---- Input rows
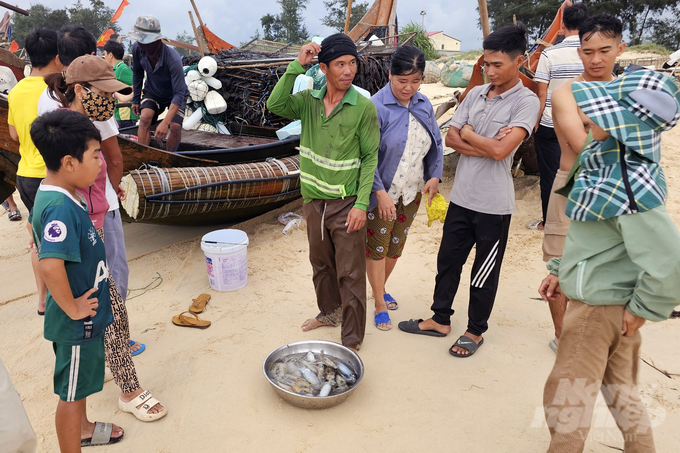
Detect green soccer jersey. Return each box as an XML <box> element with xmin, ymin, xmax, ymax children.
<box><xmin>29</xmin><ymin>184</ymin><xmax>113</xmax><ymax>345</ymax></box>
<box><xmin>113</xmin><ymin>61</ymin><xmax>139</xmax><ymax>121</ymax></box>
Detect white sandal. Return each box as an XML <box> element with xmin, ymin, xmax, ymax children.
<box><xmin>118</xmin><ymin>390</ymin><xmax>168</xmax><ymax>422</ymax></box>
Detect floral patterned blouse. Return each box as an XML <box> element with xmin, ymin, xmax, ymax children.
<box><xmin>388</xmin><ymin>113</ymin><xmax>432</xmax><ymax>205</ymax></box>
--------
Add 122 to every coordinate value in the answers and reproduce all the lines of the records, requests included, without the pictures.

Exercise answer »
Detect green soccer jersey. Return each box as an XML <box> element with xmin, ymin, xmax, ymax children.
<box><xmin>151</xmin><ymin>306</ymin><xmax>235</xmax><ymax>467</ymax></box>
<box><xmin>235</xmin><ymin>183</ymin><xmax>261</xmax><ymax>243</ymax></box>
Detect white sandal. Return each box as an XML <box> element with xmin, ymin, xmax, ymax children.
<box><xmin>240</xmin><ymin>512</ymin><xmax>290</xmax><ymax>544</ymax></box>
Detect floral patterned blouse. Return each box as an XML <box> element with xmin, ymin, xmax, ymax children.
<box><xmin>510</xmin><ymin>235</ymin><xmax>554</xmax><ymax>327</ymax></box>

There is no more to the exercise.